--- What is needed ---
In the cupcake recipe below, copy out the part that begins with "For the filling" and ends with "oven to 350F.", swapping "cream cheese" for "mascarpone".

--- Text passage ---
begin
Butternut Bourbon² cupcakes

For the cupcakes
2/3 cup (120g) crèmes fraîche (or yogurt will do in a pinch)
2 large eggs
2 large yolks
2t vanilla extract (or 1 vanilla bean if you want to be indulgent)
2 cups (225g) all purpose flour
1 cup (225g) sugar
1t baking powder
1t baking soda
1.5 sticks (12T, 170g) butter at room temp.

For the filling
4oz (120g) Butternut Bourbon² jam

For the frosting
10T (140g) butter, room temp
10T (140g) cream cheese, room temp
1/3 cup (75g) powdered sugar
1T lemon juice

Preheat the oven to 350F.
end
--- Information provided ---
begin
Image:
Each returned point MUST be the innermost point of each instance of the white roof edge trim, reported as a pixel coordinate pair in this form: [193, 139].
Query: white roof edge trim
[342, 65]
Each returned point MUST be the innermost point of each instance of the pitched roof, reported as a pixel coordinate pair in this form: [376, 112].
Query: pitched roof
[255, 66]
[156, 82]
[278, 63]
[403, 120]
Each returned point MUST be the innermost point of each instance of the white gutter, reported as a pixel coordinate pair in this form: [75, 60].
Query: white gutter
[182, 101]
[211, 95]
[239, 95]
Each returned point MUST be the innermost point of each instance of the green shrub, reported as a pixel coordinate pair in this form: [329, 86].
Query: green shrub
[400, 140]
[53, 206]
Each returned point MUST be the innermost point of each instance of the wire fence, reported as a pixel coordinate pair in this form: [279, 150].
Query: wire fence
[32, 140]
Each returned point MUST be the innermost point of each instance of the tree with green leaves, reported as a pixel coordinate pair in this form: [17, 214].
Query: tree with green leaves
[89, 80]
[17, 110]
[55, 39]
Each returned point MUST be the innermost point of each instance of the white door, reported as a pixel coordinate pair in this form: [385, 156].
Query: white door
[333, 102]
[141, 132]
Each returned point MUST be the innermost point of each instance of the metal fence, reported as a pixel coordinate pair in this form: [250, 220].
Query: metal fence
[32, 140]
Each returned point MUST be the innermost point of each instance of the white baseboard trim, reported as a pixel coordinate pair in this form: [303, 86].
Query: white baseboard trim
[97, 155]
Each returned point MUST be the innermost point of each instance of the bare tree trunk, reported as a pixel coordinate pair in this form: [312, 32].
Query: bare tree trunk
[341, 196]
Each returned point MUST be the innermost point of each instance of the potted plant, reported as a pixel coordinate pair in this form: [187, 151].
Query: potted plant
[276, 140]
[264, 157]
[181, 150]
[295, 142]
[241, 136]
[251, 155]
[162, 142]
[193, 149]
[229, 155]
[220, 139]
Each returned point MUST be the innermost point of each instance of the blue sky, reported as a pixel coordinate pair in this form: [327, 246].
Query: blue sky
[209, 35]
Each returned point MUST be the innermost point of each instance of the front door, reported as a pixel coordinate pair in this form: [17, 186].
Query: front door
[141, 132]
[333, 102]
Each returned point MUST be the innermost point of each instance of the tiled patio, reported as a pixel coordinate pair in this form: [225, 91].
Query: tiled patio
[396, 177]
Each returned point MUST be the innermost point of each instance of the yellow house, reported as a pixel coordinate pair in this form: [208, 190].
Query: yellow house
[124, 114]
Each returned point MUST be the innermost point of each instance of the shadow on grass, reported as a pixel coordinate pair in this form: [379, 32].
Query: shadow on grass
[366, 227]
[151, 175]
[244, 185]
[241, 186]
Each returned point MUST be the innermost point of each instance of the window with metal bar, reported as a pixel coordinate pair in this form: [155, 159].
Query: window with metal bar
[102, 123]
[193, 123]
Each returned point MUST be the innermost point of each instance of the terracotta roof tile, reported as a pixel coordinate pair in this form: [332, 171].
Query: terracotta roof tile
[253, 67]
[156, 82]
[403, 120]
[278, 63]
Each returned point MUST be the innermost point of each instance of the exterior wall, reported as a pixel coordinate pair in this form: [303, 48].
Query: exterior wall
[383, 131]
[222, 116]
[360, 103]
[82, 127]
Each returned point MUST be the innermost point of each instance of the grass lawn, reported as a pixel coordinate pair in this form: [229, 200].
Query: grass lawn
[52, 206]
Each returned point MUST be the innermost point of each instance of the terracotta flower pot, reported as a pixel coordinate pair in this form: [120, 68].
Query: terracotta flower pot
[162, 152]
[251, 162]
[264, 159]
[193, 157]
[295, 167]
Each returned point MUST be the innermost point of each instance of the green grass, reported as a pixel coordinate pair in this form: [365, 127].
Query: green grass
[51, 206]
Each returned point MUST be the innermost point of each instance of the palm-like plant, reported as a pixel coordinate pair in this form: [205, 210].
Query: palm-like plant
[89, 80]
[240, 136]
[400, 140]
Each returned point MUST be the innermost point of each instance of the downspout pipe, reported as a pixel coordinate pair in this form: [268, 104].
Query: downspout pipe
end
--- Result ---
For the filling
4oz (120g) Butternut Bourbon² jam

For the frosting
10T (140g) butter, room temp
10T (140g) mascarpone, room temp
1/3 cup (75g) powdered sugar
1T lemon juice

Preheat the oven to 350F.